**WHAT THE TASK ASKS:** Pick up the first-person article on solo travel to Mexico and continue it from its final sentence.

**TEXT EXTRACT:**
⟨

The opinions expressed in this article are those of the author.
To put it in context briefly, solo travel for me has always been a source of inspiration, self-discovery and openness.
I was lucky enough to experience solo travel when I was 22 years old.
I started with Australia where I lived for 1 year. The proximity of this country to Asia and Oceania made me even more curious than I thought.
This is where my future as a solo traveller was taking shape, starting with the trip of my dreams, the Philippines. This second solo trip ended up being one of the best trips and memories of my life. I was just 23 years old and it was only the beginning.
From there, it was 2, then 3 and suddenly 5 solo trips that gave me a real lesson in life and self-actualization. I couldn't stop. I was no longer afraid of loneliness, distance did not matter to me and I trusted the unknown.
Now living in Canada, one of my idyllic trips was only a 6-hour flight away.
Well, I had never travelled to Central America before and the opportunity was there. To be perfectly honest, this time I was a bit apprehensive about the cartel areas in certain regions. But while I was careful and knowledgeable, my curiosity and desire to discover went against the unspoken words, articles and negative rumours I had found (much to my misfortune) about being a solo traveller in Mexico.

⟩

**EXTRACTED DATA:**
⟨

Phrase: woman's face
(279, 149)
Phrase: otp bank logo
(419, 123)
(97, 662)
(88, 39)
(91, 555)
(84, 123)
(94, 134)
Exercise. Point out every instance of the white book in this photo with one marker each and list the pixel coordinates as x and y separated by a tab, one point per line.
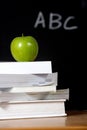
26	80
33	109
30	96
33	105
34	67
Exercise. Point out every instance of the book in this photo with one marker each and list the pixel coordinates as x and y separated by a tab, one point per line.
32	109
35	105
34	67
30	96
26	80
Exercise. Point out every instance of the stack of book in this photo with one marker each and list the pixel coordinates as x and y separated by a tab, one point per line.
29	90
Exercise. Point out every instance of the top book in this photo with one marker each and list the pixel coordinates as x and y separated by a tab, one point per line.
35	67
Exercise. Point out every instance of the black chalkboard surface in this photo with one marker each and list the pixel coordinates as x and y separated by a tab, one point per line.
60	29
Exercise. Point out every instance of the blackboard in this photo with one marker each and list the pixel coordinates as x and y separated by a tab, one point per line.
60	29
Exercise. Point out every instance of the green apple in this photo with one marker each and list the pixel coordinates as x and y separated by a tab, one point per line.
24	48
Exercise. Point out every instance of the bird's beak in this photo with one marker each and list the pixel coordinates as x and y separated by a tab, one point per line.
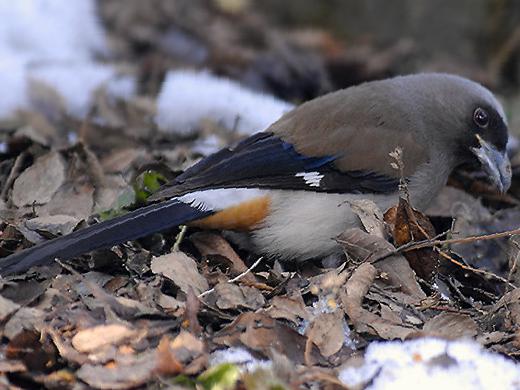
495	163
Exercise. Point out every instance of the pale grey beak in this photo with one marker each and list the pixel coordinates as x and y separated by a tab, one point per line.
495	163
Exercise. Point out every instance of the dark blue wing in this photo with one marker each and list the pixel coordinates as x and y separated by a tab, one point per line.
266	161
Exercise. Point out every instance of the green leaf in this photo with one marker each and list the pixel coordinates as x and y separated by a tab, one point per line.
147	183
126	199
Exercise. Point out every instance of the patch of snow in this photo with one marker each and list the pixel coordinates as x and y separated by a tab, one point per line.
78	82
208	145
55	42
12	79
432	364
49	30
187	97
240	357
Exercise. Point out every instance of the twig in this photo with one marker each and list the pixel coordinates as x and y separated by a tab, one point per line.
17	165
475	270
235	279
435	241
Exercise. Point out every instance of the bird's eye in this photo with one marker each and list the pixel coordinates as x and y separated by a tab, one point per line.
481	118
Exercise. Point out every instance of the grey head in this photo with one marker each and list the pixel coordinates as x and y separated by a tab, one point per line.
461	115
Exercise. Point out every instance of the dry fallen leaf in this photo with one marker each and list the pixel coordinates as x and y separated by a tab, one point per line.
289	308
135	371
7	307
54	224
412	225
262	333
92	339
211	244
356	289
182	270
327	332
451	326
363	247
370	215
38	183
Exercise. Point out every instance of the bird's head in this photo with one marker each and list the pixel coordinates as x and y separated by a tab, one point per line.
471	119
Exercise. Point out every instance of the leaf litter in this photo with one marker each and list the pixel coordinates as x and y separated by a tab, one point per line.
143	314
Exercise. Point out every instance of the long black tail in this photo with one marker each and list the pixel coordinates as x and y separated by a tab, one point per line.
136	224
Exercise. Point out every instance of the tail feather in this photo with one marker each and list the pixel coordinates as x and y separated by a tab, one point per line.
136	224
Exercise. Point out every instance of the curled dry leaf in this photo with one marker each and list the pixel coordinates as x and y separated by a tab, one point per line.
174	356
412	225
92	339
289	308
262	334
7	307
370	215
211	244
327	332
363	247
135	371
356	289
231	296
54	224
510	303
451	326
38	183
180	269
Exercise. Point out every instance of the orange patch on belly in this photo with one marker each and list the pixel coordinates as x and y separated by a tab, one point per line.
244	216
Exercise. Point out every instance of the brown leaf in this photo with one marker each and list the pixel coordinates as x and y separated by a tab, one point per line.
167	363
451	326
7	307
36	353
55	224
370	215
262	333
134	372
364	247
327	332
174	355
95	338
73	199
364	321
412	225
231	296
38	183
182	270
289	308
211	244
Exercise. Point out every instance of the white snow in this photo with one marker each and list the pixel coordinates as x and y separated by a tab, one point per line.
239	356
78	82
430	363
55	42
187	97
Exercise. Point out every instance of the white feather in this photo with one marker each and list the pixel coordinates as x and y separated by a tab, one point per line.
313	179
219	199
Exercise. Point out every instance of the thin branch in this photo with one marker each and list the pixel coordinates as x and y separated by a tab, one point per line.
235	279
475	270
435	241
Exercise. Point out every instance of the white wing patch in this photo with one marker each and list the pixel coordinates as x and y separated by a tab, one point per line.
313	179
219	199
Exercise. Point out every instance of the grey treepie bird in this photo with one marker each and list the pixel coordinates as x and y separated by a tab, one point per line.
289	186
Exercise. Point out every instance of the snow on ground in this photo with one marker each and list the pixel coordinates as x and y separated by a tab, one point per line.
55	42
430	363
187	97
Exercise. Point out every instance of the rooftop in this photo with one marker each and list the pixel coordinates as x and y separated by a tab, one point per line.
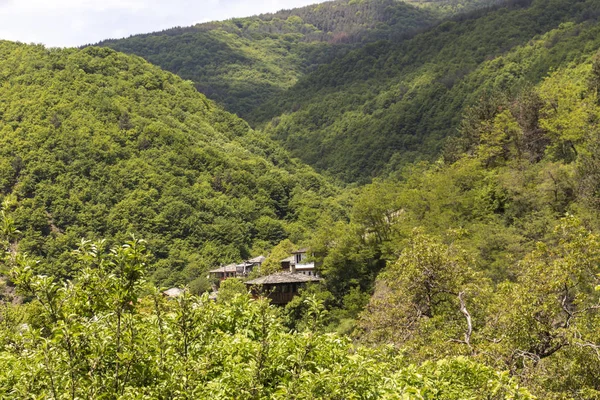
289	259
301	251
173	292
257	260
226	268
283	277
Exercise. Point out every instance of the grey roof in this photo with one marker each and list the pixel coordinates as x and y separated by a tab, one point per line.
173	292
283	277
300	251
226	268
289	259
257	260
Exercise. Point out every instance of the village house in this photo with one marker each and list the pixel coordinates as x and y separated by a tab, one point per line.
297	263
241	270
281	287
224	272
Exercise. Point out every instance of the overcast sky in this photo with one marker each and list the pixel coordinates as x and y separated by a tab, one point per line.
77	22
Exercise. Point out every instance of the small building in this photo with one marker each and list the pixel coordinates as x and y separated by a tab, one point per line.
224	272
281	287
244	269
173	292
297	263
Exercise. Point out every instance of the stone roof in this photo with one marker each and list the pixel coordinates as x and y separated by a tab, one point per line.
283	277
173	292
257	260
291	259
226	268
300	251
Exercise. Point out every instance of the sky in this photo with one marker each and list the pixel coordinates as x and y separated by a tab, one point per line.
65	23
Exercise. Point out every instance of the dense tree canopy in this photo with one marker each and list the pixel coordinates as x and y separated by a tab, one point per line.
94	144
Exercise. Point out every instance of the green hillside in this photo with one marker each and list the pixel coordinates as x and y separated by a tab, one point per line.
389	104
242	62
97	144
493	251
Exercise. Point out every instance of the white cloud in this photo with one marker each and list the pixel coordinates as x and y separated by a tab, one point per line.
78	22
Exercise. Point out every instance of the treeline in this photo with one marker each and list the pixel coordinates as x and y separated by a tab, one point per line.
94	144
107	334
490	253
242	62
389	104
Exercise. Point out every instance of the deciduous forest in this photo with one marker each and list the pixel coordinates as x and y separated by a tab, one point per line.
441	161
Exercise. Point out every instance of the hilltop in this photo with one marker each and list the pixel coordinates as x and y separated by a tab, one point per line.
242	62
96	144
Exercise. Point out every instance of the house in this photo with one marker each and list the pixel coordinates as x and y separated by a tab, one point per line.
173	292
244	269
237	270
281	287
224	272
297	263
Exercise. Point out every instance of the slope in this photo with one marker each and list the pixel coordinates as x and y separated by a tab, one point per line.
244	61
392	103
94	144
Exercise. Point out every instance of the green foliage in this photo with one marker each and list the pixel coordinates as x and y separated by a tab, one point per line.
272	263
94	143
387	104
107	335
230	289
243	62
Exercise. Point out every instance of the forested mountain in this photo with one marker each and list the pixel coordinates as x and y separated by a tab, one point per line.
466	266
492	252
242	62
96	144
388	104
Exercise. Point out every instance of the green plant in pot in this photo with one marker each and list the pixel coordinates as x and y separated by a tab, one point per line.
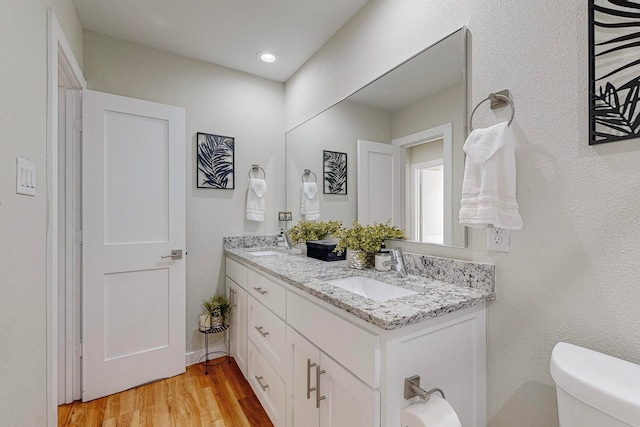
313	230
217	312
363	241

⟩

**OUTPUT BELOW:**
At the time, I felt quite alone in my idea of this trip. But I kept telling myself, "If I don't go, I'll never know and I'll regret it.
It didn't take long for me to get up the courage to go for it. I didn't know who to trust anymore, between those who knew the area perfectly and advised me to take a local taxi (much cheaper but more dangerous), or Uber which was my first choice without hesitating for the security of the price offered and the trust I had given them for all those years of services abroad (Philippines, Bali, Australia, Singapore, and so on...)
I went to Guadalajara, capital of the state of Jalisco, where I was staying in a youth hostel in the heart of the city centre which allowed me to roam around easily for my first 4 days in Mexico.
Note: I was in one of the least safe states of the country according to my sources so as night approached, I was advised to return to the hostel (which I did...)
I had therefore chosen to discover the festival so popular in Mexico: El Dia de los Muertos accompanied by a native guide from Guadalajara. My goal was not to walk in the cemeteries and make friends with the dead NO! El Dia de los Muertos had the power to remind me of the ephemeral nature of our existence and to learn about death through the lens of Mexican culture. But instead, I learned even more about life and how to live it.
Another thing that I would not have known elsewhere is the discovery of Tequila in its birthplace in TEQUILA, a 2 hour drive from Guadalajara, which I was able to book from my youth hostel.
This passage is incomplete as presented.